Dataset items
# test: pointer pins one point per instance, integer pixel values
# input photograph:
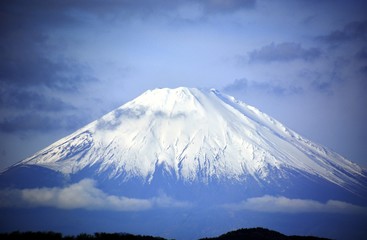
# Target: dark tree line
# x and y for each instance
(82, 236)
(241, 234)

## AIM
Copy the material above line for line without any changes, and leave the picture out.

## ANSWER FOR THIS EXERCISE
# test: pointer pins one point per instance, integer pixel values
# input photograph:
# Target: dark tree line
# x and y for each instance
(82, 236)
(241, 234)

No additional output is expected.